Your task:
Please repeat the data below word for word, leaving out the pictures.

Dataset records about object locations
■ ■ ■ ■ ■ ■ ■

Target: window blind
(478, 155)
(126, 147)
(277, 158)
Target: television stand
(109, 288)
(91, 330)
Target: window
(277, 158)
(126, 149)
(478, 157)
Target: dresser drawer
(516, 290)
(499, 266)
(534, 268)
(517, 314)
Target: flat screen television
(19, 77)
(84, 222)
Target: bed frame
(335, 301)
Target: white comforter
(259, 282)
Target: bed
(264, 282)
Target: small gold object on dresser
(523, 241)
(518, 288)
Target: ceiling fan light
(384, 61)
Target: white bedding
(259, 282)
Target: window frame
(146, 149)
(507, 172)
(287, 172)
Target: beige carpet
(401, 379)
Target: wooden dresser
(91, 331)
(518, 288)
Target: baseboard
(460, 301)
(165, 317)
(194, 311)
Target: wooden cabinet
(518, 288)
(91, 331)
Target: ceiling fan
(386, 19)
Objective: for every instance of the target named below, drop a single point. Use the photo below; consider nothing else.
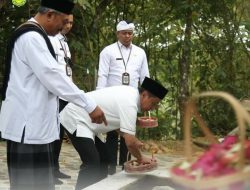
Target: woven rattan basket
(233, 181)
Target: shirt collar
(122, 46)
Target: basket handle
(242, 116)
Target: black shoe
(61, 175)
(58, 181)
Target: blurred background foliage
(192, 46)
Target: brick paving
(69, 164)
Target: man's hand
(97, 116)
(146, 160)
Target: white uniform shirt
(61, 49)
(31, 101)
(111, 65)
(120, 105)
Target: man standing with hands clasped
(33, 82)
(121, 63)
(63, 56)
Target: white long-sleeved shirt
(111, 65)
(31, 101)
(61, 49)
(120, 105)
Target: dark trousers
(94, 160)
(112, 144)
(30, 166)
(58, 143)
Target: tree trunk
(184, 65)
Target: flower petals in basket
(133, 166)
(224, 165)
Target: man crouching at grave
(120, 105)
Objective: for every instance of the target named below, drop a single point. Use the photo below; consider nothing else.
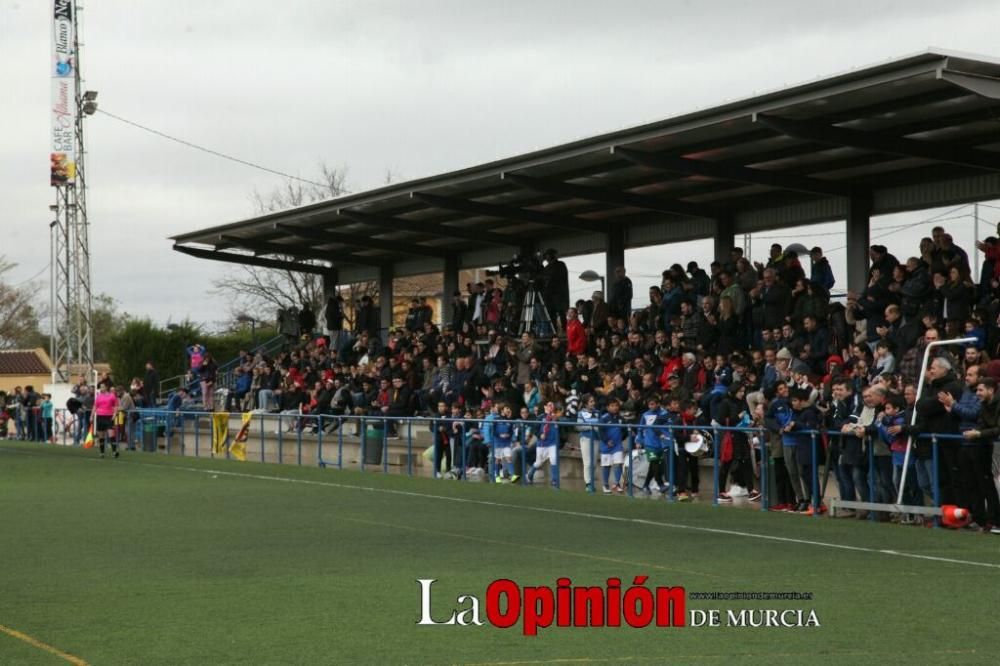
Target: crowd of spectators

■ ■ ■ ■ ■ ■ ■

Full output:
Target: window blind
(478, 155)
(126, 147)
(277, 158)
Target: television stand
(109, 288)
(91, 330)
Target: window
(277, 158)
(126, 149)
(478, 157)
Target: dresser drawer
(516, 290)
(499, 266)
(534, 268)
(517, 314)
Target: flat screen television
(19, 77)
(84, 222)
Target: bed frame
(335, 301)
Target: white comforter
(259, 282)
Target: bed
(264, 282)
Target: small gold object on dresser
(523, 241)
(518, 288)
Target: ceiling fan light
(384, 61)
Target: white bedding
(259, 282)
Target: window frame
(146, 149)
(507, 172)
(287, 172)
Target: beige carpet
(401, 379)
Target: wooden dresser
(91, 331)
(518, 288)
Target: baseboard
(460, 301)
(165, 317)
(194, 311)
Target: wooden cabinet
(518, 288)
(91, 331)
Target: ceiling fan
(386, 19)
Objective: for every instance of the target named below, drop a single point. Use the photo below; consider nothing else.
Target: woven rattan basket
(233, 181)
Target: shirt collar
(122, 46)
Target: basket handle
(242, 116)
Target: black shoe
(61, 175)
(58, 181)
Target: blurred background foliage
(192, 46)
Target: brick paving
(69, 164)
Target: man's hand
(97, 116)
(146, 160)
Target: white uniform shirt
(61, 49)
(31, 101)
(111, 65)
(120, 105)
Target: man standing with hands clasped
(33, 82)
(121, 63)
(63, 56)
Target: white long-sleeved shirt
(111, 65)
(31, 101)
(61, 49)
(120, 105)
Target: dark trousers
(94, 160)
(112, 144)
(30, 166)
(58, 143)
Target: tree trunk
(184, 65)
Target: flower petals in basket
(133, 166)
(224, 165)
Target: man crouching at grave
(120, 105)
Objective: for every instance of the target named below, drop a single point. Use the photo below; consider nothing else.
Target: crowd of spectators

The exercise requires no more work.